─── RECORDS SHOWN
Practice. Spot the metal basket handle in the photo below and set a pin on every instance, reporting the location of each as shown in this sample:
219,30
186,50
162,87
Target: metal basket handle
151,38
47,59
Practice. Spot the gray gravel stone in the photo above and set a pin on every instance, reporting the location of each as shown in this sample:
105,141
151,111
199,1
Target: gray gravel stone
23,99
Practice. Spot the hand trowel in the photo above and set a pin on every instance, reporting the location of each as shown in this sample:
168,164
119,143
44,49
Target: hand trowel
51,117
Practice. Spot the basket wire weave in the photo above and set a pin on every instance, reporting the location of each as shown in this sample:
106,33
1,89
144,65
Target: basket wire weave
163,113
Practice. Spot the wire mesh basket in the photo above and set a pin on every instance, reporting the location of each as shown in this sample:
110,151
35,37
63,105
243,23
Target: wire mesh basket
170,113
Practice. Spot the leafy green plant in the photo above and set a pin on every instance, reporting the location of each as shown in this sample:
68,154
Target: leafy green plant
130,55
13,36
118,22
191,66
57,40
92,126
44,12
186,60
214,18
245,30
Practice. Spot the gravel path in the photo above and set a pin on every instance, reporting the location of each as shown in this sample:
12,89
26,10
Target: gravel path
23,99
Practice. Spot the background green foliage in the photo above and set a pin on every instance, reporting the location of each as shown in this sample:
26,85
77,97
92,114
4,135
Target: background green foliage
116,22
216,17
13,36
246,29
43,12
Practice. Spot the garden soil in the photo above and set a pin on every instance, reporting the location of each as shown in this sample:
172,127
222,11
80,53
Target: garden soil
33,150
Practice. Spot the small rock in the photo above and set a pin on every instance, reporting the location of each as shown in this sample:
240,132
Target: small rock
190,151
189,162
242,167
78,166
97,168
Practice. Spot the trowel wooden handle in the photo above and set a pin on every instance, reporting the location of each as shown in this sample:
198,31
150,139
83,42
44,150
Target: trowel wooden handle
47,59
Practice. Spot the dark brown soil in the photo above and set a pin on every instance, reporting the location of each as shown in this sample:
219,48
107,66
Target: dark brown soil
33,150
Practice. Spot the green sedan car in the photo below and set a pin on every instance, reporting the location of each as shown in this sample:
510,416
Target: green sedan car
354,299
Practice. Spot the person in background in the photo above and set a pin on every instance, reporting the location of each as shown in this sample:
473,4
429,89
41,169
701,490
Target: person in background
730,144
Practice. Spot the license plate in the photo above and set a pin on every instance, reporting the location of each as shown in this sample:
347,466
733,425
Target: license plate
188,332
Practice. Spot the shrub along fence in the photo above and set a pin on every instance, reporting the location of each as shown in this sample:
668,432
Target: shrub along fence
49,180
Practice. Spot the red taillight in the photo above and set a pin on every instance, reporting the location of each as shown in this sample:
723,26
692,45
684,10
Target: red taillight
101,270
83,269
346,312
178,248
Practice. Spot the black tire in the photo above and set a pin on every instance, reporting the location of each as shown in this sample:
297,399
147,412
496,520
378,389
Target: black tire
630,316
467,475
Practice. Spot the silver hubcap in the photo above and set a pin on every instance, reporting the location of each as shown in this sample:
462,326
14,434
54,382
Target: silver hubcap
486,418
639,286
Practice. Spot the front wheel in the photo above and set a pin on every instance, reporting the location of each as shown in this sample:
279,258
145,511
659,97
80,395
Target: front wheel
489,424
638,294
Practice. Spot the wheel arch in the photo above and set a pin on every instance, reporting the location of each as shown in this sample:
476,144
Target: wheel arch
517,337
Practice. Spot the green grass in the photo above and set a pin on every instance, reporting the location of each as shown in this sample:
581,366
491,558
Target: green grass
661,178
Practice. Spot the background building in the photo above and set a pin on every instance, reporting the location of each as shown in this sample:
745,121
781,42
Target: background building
──────
__TASK ITEM__: Work out the number of lines in the records containing the word "below". Write only that number.

__ANSWER TO THIS EXERCISE__: 2